___ Quoted text ___

It was important for Wendy to have the proof that the abuse took place as her father had always denied it to the outside world. At the time of the abuse no one spoke about it, she was soon removed from her home and left thinking that she had done something wrong. Wendy had always wanted an apology from her father, she knew that this would also serve as an admission, so she spent many years looking for ways to achieve this. She sought help from different agencies to get the legal evidence required that was essential, if she were to be successful with her pursuit.  However, no matter who she turned to she was blocked by the very agencies who would hold the missing information. Then, by chance a colleague pointed her in the direction of Restorative Justice.

Wendy explains in her own words what happened next.

“The facilitators made it clear to me that there was no guarantee that I’d get what I wanted, but they would do all they could to help me. The fact that Restorative Justice was victim led, made me feel that for once I was actually being listened to. They asked me if I would actually like to meet up with my father and confront him with the questions I had always wanted him to answer, as well as achieve the apology I had yearned for”.

After her father agreed to the meeting, Wendy says “Once the ball was actually rolling, I was quite determined for it not to stop, even though I knew it could; I was quite desperate for it to happen. I was concerned that the meeting may not go ahead, as I’d been warned, at anytime my father could pull out even at the last minute. I was also concerned that I might regress back to the 14-year old child that I was when the abuse occurred. All of these thoughts made me more determined to go through with it and focus on why I was there, that was to get the long, long awaiting apology from him”.


A Restorative Justice meeting between the offender and the victim can take place many years after the crime took place; there is no time limit as long as all parties agree to take part. Restorative Justice does not have to be about forgiveness. Everyone has their only personal reason for wanting to take part.

___

● Problem
State whether each statement agrees with the Restorative Justice account, answering yes or no and quoting the words that decide it. (a) The facilitators assured Wendy that she would get what she wanted. (b) A Restorative Justice meeting must take place within a fixed period after the crime. (c) Wendy learned about Restorative Justice through a colleague. The entries have no connection to the Restorative Justice account.

___ Records provided ___

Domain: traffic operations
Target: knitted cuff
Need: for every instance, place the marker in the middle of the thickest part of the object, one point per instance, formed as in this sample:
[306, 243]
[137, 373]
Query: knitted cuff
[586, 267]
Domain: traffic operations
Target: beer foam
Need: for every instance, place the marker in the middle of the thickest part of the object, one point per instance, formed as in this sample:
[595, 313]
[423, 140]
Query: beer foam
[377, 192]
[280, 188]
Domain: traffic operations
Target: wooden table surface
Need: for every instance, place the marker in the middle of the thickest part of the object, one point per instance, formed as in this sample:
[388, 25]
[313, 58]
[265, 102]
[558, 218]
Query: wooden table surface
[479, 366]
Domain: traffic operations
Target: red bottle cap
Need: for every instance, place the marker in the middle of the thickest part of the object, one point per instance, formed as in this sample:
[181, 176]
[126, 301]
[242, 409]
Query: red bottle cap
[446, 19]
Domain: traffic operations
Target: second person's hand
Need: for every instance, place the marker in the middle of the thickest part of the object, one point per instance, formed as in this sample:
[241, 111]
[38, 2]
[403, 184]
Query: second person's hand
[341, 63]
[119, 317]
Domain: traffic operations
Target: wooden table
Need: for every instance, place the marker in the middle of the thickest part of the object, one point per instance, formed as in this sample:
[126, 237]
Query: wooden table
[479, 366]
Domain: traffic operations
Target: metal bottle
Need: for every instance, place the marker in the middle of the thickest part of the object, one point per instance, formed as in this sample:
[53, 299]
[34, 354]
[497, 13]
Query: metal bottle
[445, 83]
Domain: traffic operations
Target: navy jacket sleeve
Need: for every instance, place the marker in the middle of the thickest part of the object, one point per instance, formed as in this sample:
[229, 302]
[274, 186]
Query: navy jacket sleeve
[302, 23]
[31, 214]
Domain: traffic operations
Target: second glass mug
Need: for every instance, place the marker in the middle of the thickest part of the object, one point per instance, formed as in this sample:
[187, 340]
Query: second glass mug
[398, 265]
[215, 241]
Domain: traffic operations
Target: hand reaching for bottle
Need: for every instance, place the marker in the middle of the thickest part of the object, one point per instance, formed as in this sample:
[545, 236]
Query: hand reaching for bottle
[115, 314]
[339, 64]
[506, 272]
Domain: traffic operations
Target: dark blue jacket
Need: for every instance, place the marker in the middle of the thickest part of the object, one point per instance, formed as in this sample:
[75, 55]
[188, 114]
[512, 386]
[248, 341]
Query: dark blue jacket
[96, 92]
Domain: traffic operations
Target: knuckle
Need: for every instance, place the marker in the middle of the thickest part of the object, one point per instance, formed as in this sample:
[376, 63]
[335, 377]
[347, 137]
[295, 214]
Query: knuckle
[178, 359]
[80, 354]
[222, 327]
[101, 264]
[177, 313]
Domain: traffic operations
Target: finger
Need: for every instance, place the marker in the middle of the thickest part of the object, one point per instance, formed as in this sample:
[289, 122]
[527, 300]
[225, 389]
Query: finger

___

● Completed exercise
(a) No: "there was no guarantee that I’d get what I wanted"
(b) No: "there is no time limit as long as all parties agree to take part"
(c) Yes: "by chance a colleague pointed her in the direction of Restorative Justice"